Please find each line in the entries below that contains the word "wall" and copy it out.

◆ Data provided ◆
** begin **

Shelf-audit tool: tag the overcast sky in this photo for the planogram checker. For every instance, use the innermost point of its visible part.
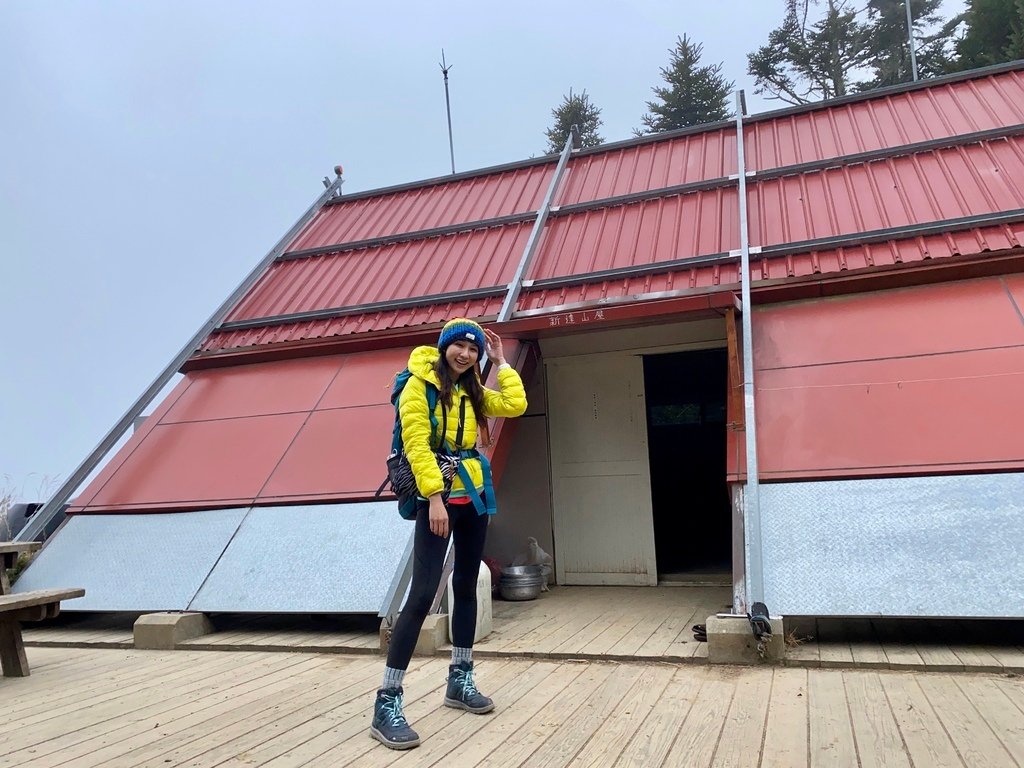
(154, 152)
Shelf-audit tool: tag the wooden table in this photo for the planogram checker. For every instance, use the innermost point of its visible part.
(25, 606)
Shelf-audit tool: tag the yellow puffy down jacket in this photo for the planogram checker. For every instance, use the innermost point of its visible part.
(508, 401)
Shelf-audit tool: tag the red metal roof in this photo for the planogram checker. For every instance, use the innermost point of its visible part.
(454, 262)
(949, 183)
(936, 112)
(426, 207)
(684, 160)
(933, 184)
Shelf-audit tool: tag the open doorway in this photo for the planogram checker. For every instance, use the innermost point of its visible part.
(686, 423)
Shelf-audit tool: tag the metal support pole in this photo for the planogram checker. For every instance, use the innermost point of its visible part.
(752, 506)
(38, 522)
(909, 40)
(448, 105)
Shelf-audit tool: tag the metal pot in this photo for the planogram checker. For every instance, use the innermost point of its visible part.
(521, 570)
(521, 582)
(519, 591)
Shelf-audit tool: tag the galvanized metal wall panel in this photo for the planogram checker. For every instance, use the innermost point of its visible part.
(132, 562)
(948, 546)
(337, 558)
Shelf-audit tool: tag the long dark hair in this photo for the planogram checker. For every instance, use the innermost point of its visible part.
(469, 381)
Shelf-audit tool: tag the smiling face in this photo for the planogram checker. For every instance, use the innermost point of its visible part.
(460, 356)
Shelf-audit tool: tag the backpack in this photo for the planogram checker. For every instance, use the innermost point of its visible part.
(399, 473)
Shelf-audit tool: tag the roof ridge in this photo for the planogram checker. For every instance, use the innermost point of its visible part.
(878, 93)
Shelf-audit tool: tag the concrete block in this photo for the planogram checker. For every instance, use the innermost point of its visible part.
(165, 631)
(433, 635)
(731, 641)
(484, 612)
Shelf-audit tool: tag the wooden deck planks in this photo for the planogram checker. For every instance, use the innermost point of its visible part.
(291, 710)
(879, 741)
(832, 740)
(785, 742)
(924, 736)
(738, 744)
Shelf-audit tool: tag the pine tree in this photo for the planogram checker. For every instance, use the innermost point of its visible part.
(694, 94)
(805, 62)
(579, 111)
(994, 34)
(891, 51)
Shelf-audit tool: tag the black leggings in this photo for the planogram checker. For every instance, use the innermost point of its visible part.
(469, 529)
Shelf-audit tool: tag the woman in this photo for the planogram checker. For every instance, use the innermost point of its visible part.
(463, 403)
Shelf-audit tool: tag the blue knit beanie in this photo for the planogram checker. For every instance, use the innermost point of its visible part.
(462, 329)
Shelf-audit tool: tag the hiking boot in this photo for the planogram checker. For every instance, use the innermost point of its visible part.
(389, 726)
(462, 692)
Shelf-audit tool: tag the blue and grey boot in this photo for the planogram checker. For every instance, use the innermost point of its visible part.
(462, 692)
(389, 726)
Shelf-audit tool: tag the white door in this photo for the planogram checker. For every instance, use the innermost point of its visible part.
(603, 521)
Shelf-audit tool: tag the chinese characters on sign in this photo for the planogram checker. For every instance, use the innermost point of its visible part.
(571, 318)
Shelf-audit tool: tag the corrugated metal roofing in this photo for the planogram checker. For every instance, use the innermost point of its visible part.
(929, 186)
(427, 207)
(932, 184)
(482, 257)
(685, 160)
(938, 112)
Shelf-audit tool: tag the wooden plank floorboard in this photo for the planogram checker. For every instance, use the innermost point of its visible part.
(352, 720)
(973, 735)
(879, 741)
(785, 741)
(651, 742)
(259, 711)
(1005, 717)
(546, 721)
(355, 687)
(739, 744)
(606, 744)
(586, 723)
(926, 739)
(93, 743)
(832, 740)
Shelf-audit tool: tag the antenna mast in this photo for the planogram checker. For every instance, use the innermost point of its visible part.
(448, 104)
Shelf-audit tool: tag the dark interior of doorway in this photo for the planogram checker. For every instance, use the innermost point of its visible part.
(686, 417)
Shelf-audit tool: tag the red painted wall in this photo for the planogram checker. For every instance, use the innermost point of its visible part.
(910, 381)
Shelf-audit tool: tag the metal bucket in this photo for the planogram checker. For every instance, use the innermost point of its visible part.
(521, 582)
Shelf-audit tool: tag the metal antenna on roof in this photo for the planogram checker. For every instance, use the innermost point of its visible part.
(909, 38)
(448, 104)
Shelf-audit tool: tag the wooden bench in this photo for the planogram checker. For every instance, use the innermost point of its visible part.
(26, 606)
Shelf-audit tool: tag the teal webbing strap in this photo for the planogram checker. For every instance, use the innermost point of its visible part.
(485, 506)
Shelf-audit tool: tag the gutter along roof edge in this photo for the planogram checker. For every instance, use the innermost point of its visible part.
(691, 187)
(781, 249)
(880, 93)
(765, 292)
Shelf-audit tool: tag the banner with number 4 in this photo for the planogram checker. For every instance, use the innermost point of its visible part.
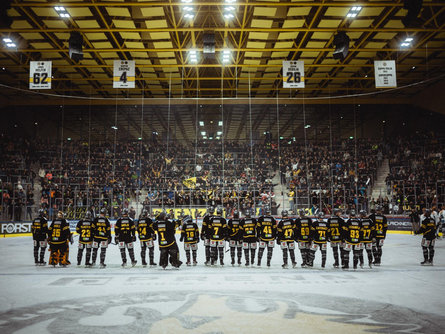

** end **

◆ Final result ◆
Shelf-audit tool: tag the galvanized metal wall panel in this photo for the planogram checker. For every instance, use the innermost point of its visible part.
Shelf-audit tool: tag the red painted wall in this photo for the planogram checker. For every instance, use the innermost point of its visible part.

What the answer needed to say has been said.